Task goal: Apart from the pictures, every line below is to be set down exactly.
== Extracted data
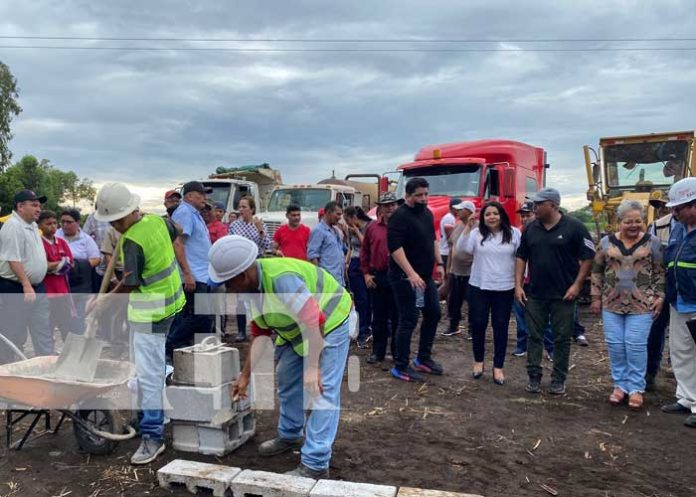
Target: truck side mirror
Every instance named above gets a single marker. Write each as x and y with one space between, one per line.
509 182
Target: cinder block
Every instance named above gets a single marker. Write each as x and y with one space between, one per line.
419 492
211 439
265 484
203 366
203 404
195 475
335 488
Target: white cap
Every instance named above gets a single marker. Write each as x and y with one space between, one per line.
466 204
682 192
230 256
115 201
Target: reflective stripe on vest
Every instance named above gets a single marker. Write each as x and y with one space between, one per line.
161 293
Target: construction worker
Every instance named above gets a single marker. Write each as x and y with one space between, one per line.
309 311
150 248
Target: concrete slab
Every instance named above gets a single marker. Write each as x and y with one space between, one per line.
335 488
205 367
419 492
194 475
265 484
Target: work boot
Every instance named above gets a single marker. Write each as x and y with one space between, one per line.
534 385
557 387
148 451
277 445
305 472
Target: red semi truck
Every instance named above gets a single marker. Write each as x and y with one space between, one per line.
503 170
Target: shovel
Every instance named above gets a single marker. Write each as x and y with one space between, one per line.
80 356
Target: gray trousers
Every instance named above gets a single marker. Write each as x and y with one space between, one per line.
682 350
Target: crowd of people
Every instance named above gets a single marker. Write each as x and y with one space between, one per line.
392 271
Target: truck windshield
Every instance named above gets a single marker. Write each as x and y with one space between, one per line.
452 180
309 199
645 164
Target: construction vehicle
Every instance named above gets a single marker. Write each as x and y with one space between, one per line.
502 170
637 167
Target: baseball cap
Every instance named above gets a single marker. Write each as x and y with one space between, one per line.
171 193
465 204
26 195
528 206
195 186
547 194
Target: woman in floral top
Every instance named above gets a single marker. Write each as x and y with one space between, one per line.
251 227
628 288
====
Solution for this problem:
Target: truck side mirror
Every instance named above gets a single marker. Write each as x and y with one space between, one per line.
509 182
Target: cinder block
Every instance named above gets a single marker. Write each as x and y with one space between, one per line.
419 492
211 439
265 484
203 366
203 404
195 475
335 488
Target: white cap
Every instance named above gets a single marker. Write each as x and y with one space between, one per line.
466 204
682 192
230 256
115 201
Target: reflective stripe on vest
Every instance named above gets a single marker. Write each as x and y with one space between, one per line.
161 293
Target: construction worker
Every instance named above gets a single marker. Write each as x and y with one space between, one per line.
309 311
150 248
Target: concrete slab
Every instance named above gets a single marker. Write each as x and y with one space between, one per line.
335 488
205 367
419 492
194 475
265 484
Target: work boot
Every instance named above gets a single marker. Write each as x and y with one space between, one per line.
534 385
557 387
148 451
277 445
305 472
Target: red semi truck
Every instance named above gets a single marker. Write each as x and y with one space between, one per line.
503 170
Target: shovel
Every instance named above gets a single marker. Write each as x and y with one space between, one per line.
80 356
Target: gray trousers
Every instance named above gets a single marker. Write each as x and y with one space between, one per line.
682 350
Target: crowd of people
Every instance named above gets a single marker. Write each as x and y with one space between, one per line.
392 271
Target: truck windshield
Every instance named above gets a single marker. Write each as x and y with one space between, one per line.
452 180
309 199
645 164
Target: construction vehicle
Every instance named above gets a single marker. Write each as x and y with one space between, one per line.
502 170
637 167
Target: baseball cap
Every instance named above gets a single marker. Write each as x and y with one space between, one per line.
171 193
465 204
26 195
528 206
195 186
547 194
Target: woman in floral top
Every instance named above gets a single marker. Write each as x and y with one space between, one per line.
251 227
628 288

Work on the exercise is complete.